Dataset items
----------------

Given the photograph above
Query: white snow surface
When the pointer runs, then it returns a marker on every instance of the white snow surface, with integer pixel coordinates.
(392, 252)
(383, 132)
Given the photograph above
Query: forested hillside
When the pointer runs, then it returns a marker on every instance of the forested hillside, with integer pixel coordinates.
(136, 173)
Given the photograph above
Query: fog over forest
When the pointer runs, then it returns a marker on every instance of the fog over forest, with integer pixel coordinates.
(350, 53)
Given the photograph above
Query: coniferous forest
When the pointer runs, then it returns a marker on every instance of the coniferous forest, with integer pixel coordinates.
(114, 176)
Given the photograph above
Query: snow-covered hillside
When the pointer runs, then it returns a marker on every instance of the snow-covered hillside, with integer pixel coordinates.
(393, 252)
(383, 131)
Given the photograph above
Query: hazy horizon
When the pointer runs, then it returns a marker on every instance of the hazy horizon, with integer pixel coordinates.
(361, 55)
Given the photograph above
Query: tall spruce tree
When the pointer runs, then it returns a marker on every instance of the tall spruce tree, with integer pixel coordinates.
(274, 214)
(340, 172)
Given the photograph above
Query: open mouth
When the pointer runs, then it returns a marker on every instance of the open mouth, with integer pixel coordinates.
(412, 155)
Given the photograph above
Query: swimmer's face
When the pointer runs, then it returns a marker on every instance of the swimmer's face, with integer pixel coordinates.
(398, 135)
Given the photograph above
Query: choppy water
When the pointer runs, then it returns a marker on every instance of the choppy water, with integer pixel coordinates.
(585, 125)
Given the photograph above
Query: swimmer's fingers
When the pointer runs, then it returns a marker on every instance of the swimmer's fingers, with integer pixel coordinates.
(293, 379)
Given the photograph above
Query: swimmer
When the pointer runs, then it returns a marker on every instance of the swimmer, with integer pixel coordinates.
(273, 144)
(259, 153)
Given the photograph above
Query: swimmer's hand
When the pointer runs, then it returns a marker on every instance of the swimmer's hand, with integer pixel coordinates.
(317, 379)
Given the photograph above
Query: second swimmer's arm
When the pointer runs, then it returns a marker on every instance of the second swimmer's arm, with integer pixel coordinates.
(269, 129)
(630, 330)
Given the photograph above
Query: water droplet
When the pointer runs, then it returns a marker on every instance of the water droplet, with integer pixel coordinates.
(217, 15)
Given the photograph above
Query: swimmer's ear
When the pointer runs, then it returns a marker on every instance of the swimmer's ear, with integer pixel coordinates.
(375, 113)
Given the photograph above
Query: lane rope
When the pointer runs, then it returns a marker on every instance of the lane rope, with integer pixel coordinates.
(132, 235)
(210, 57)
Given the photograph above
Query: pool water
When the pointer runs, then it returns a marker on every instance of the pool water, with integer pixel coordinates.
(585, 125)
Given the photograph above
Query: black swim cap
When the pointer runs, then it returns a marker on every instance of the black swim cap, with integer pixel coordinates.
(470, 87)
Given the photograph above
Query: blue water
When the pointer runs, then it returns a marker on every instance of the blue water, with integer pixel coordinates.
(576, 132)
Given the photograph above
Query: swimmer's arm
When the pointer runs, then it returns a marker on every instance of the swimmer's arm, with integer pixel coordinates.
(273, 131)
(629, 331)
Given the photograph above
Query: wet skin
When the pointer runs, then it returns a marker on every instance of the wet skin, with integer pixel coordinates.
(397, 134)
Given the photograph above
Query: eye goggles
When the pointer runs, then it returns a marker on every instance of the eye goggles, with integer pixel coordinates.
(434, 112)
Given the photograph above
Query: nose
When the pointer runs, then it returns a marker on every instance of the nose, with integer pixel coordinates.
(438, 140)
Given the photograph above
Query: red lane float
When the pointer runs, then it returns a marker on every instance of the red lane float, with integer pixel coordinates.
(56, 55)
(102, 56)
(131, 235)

----------------

_WHAT YOU SHOULD DO:_
Transcribe the lines from the first line of the records through the line that contains "Query: snow-covered hillside", both included, and add nothing else.

_TASK RESULT:_
Given the photograph above
Query: white snow surface
When the pointer runs, then it returns a marker on every instance of the white snow surface, with integer pixel coordinates.
(392, 252)
(383, 132)
Given the photograph above
Query: forested hillside
When the pointer runs, then it returns a marker on every instance of the forested hillside, with integer pixel coordinates.
(136, 173)
Given the photograph above
Query: fog over forest
When the pointer runs, then it returns a marker on every instance of the fog over forest, with integer pixel coordinates.
(350, 53)
Given the photograph above
Query: coniferous forest
When the pointer runs, then it returns a marker on every instance of the coniferous forest, with integer pixel coordinates.
(114, 176)
Given the photograph above
Query: snow-covered hillside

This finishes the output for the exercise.